Work request
The answer must consist of every line below containing "item".

Dataset entries:
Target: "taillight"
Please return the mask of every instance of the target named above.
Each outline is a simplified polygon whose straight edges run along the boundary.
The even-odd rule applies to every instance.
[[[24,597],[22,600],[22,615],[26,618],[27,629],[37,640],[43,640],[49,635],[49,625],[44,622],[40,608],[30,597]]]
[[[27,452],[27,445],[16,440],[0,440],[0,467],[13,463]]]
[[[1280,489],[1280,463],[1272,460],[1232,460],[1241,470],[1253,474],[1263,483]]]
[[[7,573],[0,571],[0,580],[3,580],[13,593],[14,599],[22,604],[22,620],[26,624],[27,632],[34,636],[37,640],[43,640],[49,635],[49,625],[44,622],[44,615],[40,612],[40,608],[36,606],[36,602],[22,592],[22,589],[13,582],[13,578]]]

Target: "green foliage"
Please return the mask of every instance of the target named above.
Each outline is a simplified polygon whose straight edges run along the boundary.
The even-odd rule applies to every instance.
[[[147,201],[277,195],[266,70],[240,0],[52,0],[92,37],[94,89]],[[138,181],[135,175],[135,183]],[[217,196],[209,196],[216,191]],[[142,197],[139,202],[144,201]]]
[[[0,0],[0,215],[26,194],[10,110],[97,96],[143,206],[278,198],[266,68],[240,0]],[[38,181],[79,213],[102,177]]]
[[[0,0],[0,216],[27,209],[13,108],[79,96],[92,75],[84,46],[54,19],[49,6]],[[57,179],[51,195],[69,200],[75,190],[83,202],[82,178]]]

...

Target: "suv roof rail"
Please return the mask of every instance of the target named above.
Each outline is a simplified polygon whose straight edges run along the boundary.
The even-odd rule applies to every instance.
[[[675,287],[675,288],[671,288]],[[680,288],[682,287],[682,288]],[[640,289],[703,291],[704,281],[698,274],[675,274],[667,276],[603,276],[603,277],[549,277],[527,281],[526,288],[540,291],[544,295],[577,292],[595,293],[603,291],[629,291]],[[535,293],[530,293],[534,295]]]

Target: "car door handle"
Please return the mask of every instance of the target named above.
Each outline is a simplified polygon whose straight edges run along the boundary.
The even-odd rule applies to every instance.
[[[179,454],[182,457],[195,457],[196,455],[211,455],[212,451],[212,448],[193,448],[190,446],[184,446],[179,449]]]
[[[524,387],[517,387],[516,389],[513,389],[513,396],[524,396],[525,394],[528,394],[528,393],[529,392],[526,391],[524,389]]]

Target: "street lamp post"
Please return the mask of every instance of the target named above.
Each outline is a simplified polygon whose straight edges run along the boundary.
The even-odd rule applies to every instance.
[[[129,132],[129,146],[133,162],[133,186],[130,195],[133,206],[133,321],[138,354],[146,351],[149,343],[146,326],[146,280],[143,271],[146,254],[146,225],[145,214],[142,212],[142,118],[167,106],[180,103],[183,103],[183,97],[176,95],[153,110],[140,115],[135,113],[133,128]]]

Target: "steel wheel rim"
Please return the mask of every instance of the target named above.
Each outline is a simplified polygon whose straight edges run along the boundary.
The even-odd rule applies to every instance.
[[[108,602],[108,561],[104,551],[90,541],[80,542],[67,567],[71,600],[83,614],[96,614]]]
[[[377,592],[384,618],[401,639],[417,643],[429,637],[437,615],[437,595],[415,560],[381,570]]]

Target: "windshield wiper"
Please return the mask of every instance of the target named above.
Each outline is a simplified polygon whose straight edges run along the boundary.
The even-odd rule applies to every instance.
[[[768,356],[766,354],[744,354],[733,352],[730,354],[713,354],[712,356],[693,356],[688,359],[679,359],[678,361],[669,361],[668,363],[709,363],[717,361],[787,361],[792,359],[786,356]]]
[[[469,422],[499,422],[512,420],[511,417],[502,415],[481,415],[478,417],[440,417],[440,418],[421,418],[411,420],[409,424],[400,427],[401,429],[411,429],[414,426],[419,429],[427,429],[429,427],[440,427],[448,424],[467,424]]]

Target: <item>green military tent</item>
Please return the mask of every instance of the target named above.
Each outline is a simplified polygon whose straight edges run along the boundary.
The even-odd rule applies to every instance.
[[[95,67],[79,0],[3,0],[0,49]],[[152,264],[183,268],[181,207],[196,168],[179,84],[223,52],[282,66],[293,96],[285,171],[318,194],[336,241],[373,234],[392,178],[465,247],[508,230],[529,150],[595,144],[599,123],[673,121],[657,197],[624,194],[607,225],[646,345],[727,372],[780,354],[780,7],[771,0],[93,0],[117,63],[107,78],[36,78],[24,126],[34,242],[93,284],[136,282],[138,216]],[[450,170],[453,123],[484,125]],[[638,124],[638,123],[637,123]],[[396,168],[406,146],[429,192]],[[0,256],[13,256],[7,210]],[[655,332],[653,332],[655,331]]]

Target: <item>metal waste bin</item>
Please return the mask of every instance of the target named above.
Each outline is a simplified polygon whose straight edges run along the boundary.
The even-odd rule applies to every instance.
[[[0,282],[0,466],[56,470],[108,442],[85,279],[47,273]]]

Reply to the exercise
Target: <item>green military tent</item>
Target: <item>metal waste bin</item>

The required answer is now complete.